__PAGE EXCERPT__.
-=-=-=-=-

# maltese barking



## gill5444 (Apr 3, 2011)

Hi everyone,
I m looking for advice on how to reduce my dogs barking. i ve tried tooting a horn, sprayed water and had an air blower can to try and startle her when she starts which isn't too bad in doors but every little things starts her off when she s outside and i m worried the neighbours will start to complain soon and as we live on an air force base we could be forced to re home her. she s lovely otherwise and when we re out walking she doesn't bark much so she must be just protecting her home.
thanks in advance.


----------



## Summergirl73 (Sep 18, 2011)

Sadly I do not know of a way to soothe the barking spells. Our Lady Bella barks quite a bit too and it can be a bit troublesome. We are looking at going away for my husbands 40th birthday, and I'm not even considering hotels because I know her barking would be an issue. Only house rentals for us I guess, and that is less than cost effective  .


----------



## michellerobison (Dec 17, 2009)

I know it sounds terrible but I used a bark collar ,it only took a couple zaps. I don't leave it on them ,when I'm not around them. Now all I have to do is get it out or sometimes I put it on them without turning on the "zap" and they quiet right down....

I tried all the things I could find and having 4 Malts,it's really just one Emily,that really gets it going so usually if I collar her,she doesn't bark,it's pretty quiet...


----------



## MalteseJane (Nov 21, 2004)

michellerobison said:


> I know it sounds terrible but I used a bark collar ,it only took a couple zaps. I don't leave it on them ,when I'm not around them. Now all I have to do is get it out or sometimes I put it on them without turning on the "zap" and they quiet right down....

-=-=-=-=-

[Rows from a pointing dataset]
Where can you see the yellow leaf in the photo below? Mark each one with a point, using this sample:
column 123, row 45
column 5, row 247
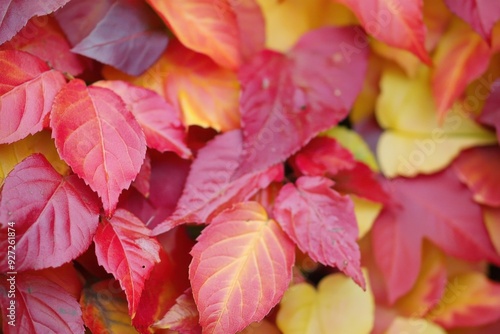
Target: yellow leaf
column 355, row 143
column 413, row 326
column 287, row 21
column 338, row 306
column 12, row 154
column 366, row 212
column 414, row 142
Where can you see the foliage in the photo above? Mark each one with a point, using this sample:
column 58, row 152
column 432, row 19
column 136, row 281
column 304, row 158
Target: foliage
column 250, row 166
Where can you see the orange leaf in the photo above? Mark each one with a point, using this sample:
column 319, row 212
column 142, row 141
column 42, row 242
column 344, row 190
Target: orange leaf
column 242, row 265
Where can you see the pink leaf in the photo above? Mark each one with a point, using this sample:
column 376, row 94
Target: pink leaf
column 322, row 223
column 242, row 265
column 27, row 89
column 54, row 217
column 99, row 138
column 125, row 248
column 15, row 13
column 300, row 93
column 159, row 120
column 209, row 188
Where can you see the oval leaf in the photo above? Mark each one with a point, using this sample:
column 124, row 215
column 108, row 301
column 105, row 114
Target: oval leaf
column 299, row 93
column 157, row 118
column 209, row 188
column 27, row 90
column 322, row 223
column 54, row 217
column 41, row 306
column 242, row 265
column 99, row 138
column 125, row 249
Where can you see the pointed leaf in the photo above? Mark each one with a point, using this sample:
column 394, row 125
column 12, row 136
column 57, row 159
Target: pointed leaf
column 398, row 24
column 12, row 154
column 125, row 248
column 183, row 316
column 478, row 169
column 55, row 217
column 300, row 92
column 225, row 30
column 322, row 223
column 15, row 13
column 242, row 265
column 41, row 306
column 157, row 118
column 337, row 304
column 27, row 90
column 125, row 34
column 42, row 37
column 209, row 188
column 481, row 15
column 470, row 300
column 104, row 308
column 99, row 138
column 461, row 57
column 437, row 207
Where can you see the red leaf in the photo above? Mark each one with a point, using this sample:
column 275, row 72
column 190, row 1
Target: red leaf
column 42, row 37
column 225, row 30
column 478, row 169
column 209, row 188
column 99, row 138
column 480, row 14
column 15, row 14
column 438, row 207
column 158, row 119
column 27, row 89
column 54, row 217
column 491, row 111
column 183, row 316
column 322, row 223
column 242, row 265
column 41, row 306
column 396, row 23
column 125, row 248
column 300, row 93
column 125, row 34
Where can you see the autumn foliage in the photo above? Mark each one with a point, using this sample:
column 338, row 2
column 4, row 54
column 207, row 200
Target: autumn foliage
column 250, row 166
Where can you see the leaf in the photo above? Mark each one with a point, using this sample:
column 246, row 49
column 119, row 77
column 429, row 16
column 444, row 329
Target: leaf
column 15, row 14
column 478, row 168
column 12, row 154
column 104, row 309
column 125, row 248
column 225, row 30
column 480, row 15
column 27, row 89
column 42, row 37
column 242, row 265
column 470, row 300
column 40, row 306
column 183, row 316
column 209, row 188
column 99, row 138
column 125, row 34
column 322, row 224
column 414, row 142
column 300, row 93
column 461, row 57
column 54, row 217
column 157, row 118
column 336, row 304
column 206, row 94
column 398, row 24
column 437, row 207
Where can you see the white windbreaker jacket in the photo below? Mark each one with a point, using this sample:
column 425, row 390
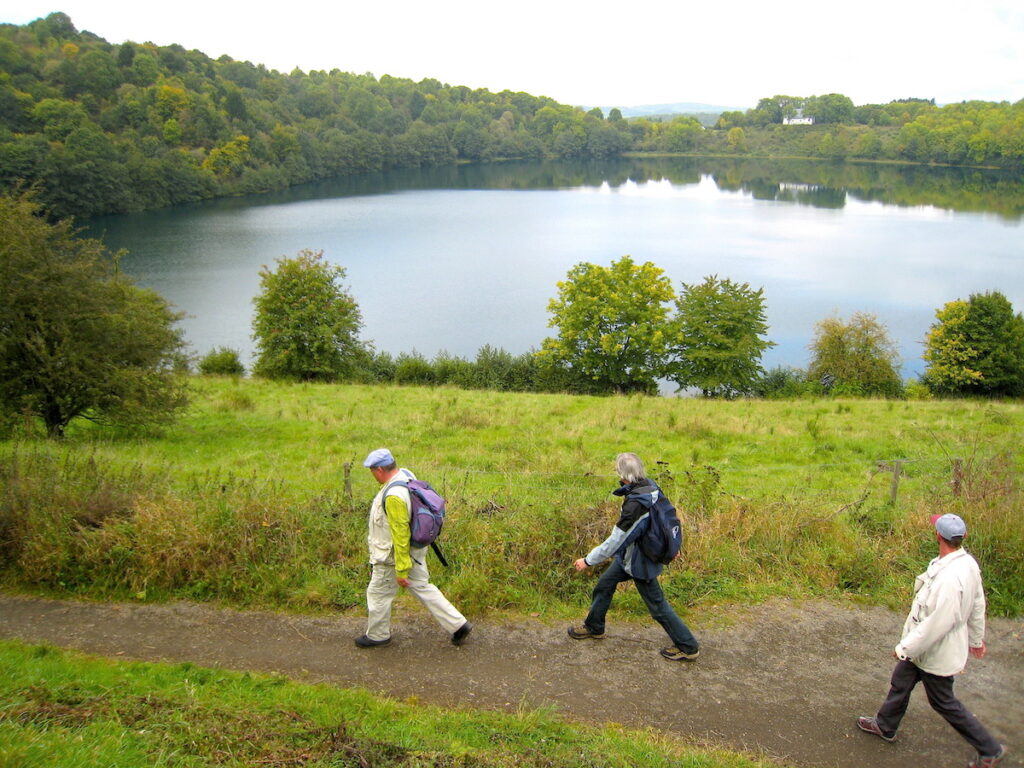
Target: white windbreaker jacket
column 947, row 615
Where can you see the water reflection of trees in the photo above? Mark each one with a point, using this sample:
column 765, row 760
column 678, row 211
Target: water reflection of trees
column 807, row 182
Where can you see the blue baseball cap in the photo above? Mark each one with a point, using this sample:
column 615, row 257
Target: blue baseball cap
column 949, row 525
column 379, row 458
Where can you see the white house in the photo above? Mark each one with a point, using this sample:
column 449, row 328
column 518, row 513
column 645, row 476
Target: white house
column 798, row 119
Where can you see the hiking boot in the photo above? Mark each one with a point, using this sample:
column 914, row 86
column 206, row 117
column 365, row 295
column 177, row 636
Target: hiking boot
column 871, row 726
column 990, row 761
column 678, row 654
column 365, row 642
column 460, row 635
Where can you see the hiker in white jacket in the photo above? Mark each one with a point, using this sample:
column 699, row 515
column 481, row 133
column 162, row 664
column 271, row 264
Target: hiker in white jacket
column 946, row 624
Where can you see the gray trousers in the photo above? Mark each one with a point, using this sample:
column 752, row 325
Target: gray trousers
column 383, row 588
column 940, row 696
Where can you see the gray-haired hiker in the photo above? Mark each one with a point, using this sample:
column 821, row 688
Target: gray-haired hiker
column 396, row 562
column 945, row 626
column 629, row 562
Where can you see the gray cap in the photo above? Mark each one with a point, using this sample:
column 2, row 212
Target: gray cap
column 949, row 525
column 379, row 458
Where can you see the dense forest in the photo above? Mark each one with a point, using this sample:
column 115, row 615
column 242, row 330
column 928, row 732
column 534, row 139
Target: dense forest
column 103, row 128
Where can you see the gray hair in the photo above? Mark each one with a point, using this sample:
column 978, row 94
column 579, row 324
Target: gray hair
column 629, row 467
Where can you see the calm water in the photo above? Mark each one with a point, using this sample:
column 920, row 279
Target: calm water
column 456, row 258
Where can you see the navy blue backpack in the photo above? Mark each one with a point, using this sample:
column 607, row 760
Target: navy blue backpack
column 664, row 537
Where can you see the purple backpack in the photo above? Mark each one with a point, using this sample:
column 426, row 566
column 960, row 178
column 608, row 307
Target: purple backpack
column 426, row 512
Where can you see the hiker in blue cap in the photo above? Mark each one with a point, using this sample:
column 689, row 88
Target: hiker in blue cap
column 945, row 626
column 396, row 562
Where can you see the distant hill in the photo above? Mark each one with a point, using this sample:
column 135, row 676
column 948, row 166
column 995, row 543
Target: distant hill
column 680, row 108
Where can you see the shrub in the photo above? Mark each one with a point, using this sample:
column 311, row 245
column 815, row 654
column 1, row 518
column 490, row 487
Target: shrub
column 413, row 368
column 781, row 382
column 221, row 361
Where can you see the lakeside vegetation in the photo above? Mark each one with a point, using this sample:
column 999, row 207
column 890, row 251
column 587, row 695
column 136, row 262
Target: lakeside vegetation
column 67, row 710
column 257, row 496
column 107, row 128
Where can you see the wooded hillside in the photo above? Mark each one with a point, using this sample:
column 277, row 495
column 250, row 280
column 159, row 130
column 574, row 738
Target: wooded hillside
column 105, row 128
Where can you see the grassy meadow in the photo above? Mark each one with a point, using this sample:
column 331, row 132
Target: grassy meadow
column 66, row 710
column 258, row 498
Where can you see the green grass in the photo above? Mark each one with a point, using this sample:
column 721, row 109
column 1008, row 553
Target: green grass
column 245, row 500
column 66, row 710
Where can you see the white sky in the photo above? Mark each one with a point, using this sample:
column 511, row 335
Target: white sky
column 598, row 52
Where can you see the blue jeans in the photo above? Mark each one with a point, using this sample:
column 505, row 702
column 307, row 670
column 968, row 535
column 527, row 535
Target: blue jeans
column 652, row 595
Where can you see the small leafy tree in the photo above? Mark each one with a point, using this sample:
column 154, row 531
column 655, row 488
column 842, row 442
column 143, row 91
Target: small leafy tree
column 612, row 326
column 855, row 357
column 717, row 344
column 78, row 339
column 221, row 361
column 976, row 346
column 306, row 325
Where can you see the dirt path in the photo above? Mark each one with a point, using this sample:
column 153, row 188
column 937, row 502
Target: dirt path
column 786, row 680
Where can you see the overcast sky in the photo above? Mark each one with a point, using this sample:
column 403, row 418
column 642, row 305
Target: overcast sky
column 601, row 53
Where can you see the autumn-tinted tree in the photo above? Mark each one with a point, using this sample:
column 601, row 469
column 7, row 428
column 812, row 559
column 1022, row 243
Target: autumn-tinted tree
column 306, row 325
column 611, row 325
column 976, row 347
column 856, row 356
column 717, row 340
column 77, row 338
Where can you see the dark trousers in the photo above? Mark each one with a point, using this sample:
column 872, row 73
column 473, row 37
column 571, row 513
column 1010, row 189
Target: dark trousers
column 652, row 595
column 940, row 696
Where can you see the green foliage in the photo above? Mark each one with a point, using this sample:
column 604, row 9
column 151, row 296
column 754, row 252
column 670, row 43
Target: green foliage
column 977, row 347
column 221, row 361
column 102, row 128
column 611, row 325
column 245, row 501
column 77, row 338
column 306, row 326
column 855, row 357
column 165, row 125
column 781, row 382
column 717, row 344
column 66, row 710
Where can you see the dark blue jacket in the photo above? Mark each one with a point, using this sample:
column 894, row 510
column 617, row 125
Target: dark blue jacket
column 638, row 498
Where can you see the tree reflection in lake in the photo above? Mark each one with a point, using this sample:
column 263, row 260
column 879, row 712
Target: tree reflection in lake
column 494, row 240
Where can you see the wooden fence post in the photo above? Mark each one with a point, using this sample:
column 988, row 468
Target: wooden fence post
column 348, row 481
column 897, row 471
column 896, row 467
column 957, row 480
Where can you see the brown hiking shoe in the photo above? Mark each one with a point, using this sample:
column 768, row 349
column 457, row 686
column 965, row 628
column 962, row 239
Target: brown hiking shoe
column 989, row 761
column 678, row 654
column 871, row 726
column 583, row 632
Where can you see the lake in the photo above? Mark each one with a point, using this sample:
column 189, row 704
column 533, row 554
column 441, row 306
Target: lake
column 455, row 258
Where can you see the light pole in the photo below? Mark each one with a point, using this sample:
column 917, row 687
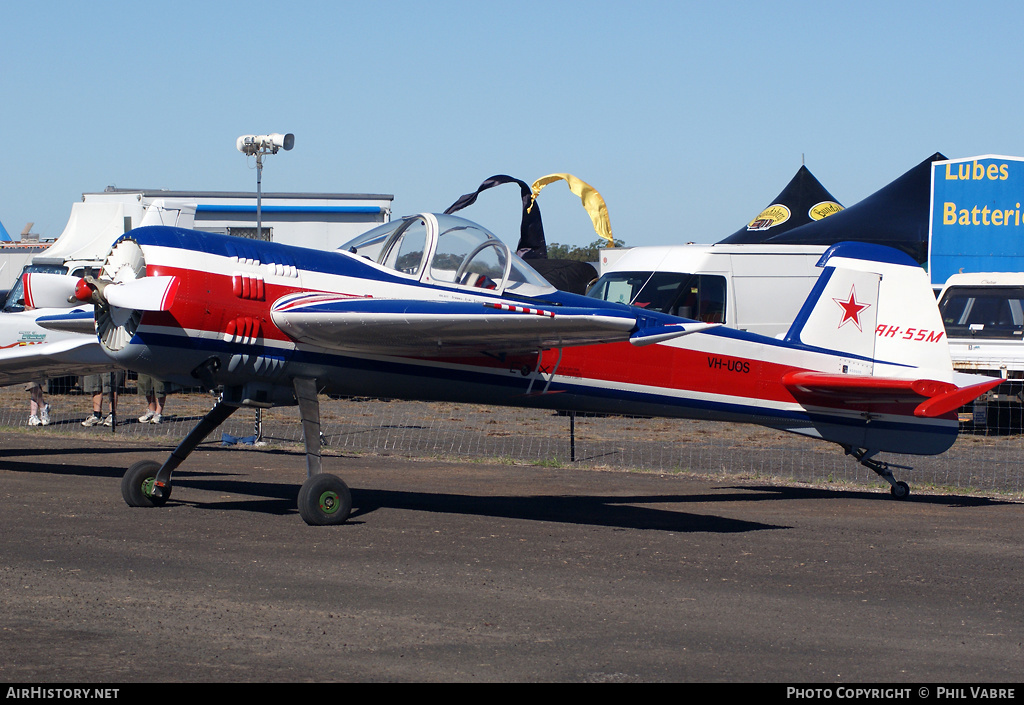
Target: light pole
column 258, row 146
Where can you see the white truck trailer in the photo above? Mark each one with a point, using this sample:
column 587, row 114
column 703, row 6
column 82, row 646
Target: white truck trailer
column 757, row 288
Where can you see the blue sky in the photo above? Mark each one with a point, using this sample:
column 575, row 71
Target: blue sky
column 687, row 117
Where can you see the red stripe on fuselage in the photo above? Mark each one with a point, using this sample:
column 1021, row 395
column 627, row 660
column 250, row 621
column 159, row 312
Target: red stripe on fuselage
column 207, row 302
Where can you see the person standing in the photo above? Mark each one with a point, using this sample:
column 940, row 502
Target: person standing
column 39, row 410
column 156, row 396
column 98, row 385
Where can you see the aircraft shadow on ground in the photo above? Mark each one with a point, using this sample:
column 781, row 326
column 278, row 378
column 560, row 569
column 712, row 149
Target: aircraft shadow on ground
column 615, row 511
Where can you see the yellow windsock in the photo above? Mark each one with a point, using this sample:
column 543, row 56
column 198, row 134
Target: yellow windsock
column 592, row 201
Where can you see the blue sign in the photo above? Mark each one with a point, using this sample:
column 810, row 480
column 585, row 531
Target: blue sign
column 977, row 219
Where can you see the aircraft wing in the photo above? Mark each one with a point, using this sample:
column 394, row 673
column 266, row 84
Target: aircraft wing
column 454, row 328
column 78, row 356
column 931, row 398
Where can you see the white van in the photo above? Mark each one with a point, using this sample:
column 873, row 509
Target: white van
column 756, row 288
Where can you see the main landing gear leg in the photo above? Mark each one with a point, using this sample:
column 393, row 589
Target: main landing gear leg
column 899, row 490
column 148, row 484
column 324, row 499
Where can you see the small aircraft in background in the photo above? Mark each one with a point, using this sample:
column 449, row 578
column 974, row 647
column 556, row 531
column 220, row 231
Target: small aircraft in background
column 436, row 307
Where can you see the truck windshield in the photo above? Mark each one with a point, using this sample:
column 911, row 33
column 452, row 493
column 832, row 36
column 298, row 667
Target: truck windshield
column 983, row 312
column 699, row 297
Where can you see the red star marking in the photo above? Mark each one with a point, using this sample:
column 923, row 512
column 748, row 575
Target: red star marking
column 851, row 309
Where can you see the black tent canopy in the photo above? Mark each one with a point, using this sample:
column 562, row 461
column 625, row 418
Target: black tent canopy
column 803, row 201
column 896, row 215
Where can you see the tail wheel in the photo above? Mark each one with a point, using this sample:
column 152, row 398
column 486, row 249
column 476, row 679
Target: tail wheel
column 138, row 487
column 325, row 500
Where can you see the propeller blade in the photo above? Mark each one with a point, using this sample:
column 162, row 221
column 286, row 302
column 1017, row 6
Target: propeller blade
column 46, row 290
column 147, row 293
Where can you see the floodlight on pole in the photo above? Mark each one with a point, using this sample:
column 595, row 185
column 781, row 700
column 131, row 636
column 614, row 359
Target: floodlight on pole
column 257, row 146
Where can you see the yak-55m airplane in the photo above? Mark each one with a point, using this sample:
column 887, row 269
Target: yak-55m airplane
column 436, row 307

-=-=-=-=-

__CHALLENGES__.
1. Reproduce word for word the part of the thread about a barking Maltese starting at "Sadly I do not" and ending at "bark,it's pretty quiet...".
2. Write out, unchanged, the lines of the listing starting at the line that contains "Where can you see the propeller" and ending at the line that contains "column 147, row 293", including both of those lines.

__PER-TASK ANSWERS__.
1.
Sadly I do not know of a way to soothe the barking spells. Our Lady Bella barks quite a bit too and it can be a bit troublesome. We are looking at going away for my husbands 40th birthday, and I'm not even considering hotels because I know her barking would be an issue. Only house rentals for us I guess, and that is less than cost effective  .


----------



## michellerobison (Dec 17, 2009)

I know it sounds terrible but I used a bark collar ,it only took a couple zaps. I don't leave it on them ,when I'm not around them. Now all I have to do is get it out or sometimes I put it on them without turning on the "zap" and they quiet right down....

I tried all the things I could find and having 4 Malts,it's really just one Emily,that really gets it going so usually if I collar her,she doesn't bark,it's pretty quiet...

2.
Where can you see the propeller blade in the photo above? Mark each one with a point, using this sample:
column 162, row 221
column 286, row 302
column 1017, row 6
Target: propeller blade
column 46, row 290
column 147, row 293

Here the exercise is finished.